▶ **Task statement**
Continue the post on whether crossdressers are fewer now that attention has shifted to transgender people, starting after its last sentence.

▶ **Source text**
________________________
I've been wondering if people content to simply crossdress are fewer and fewer these days - certainly the media seems to pay next to no attention to CDers now, focusing everything on transgendered people. The two don't necessarily have anything to do with one another, of course; someone once quipped about many transsexuals considering crossdressers their larval stage, which is an amusing way to think about it.
Society at least is, or was, coming to grips with tolerance for the transgendered, there's more info than ever on it, and, as I said, it's all people seem to talk about; is this impacting the CDing population? I'm referring to the transgendered here as people who want to transition fully, too; transsexual used to be the term used but that seems to have fallen out of favor.
________________________
▶ **Dataset extract**
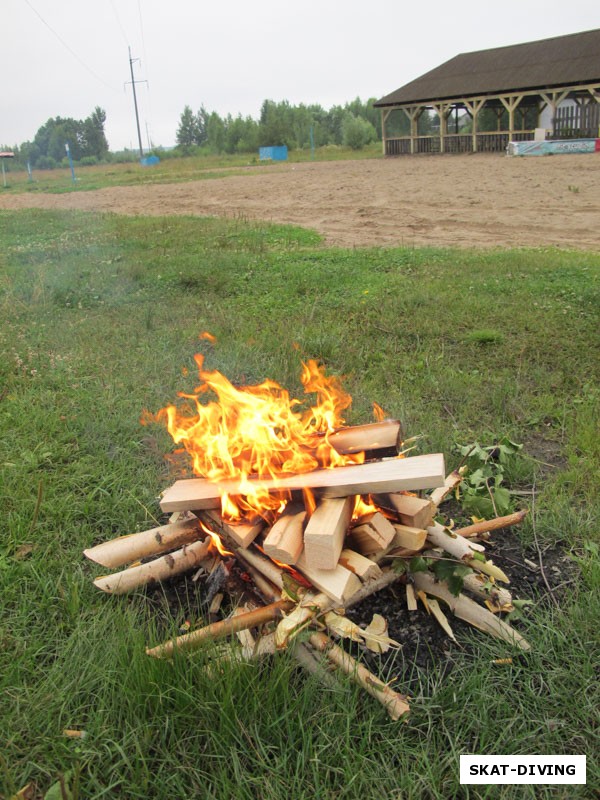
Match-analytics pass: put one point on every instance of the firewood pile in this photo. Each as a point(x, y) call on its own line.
point(327, 539)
________________________
▶ **Answer to this problem**
I wholly respect anyone's experience here, too, I've read all about CDs, TSs, and everything else falling under the TG umbrella, and it's all valid in my eyes. For myself I dressed up in my Mom's stuff when I was a kid, and started doing so again a few years ago, thinking I was just attracted to the clothes, but came to learn that I really wanted to transition, which I'm doing - how I'm viewed by other people is what matters to me, not being a man who can do some dressup from time to time; so I'm embodying what I've tried to describe above myself. And I never would have been able to understand this about myself without epiphanies from obscure out-of-print books, things on the internet, and insights from my therapist. Before the net I think I would have just been a CDer with mixed up notions about what I was attracted to and various frustrations about various things in my life.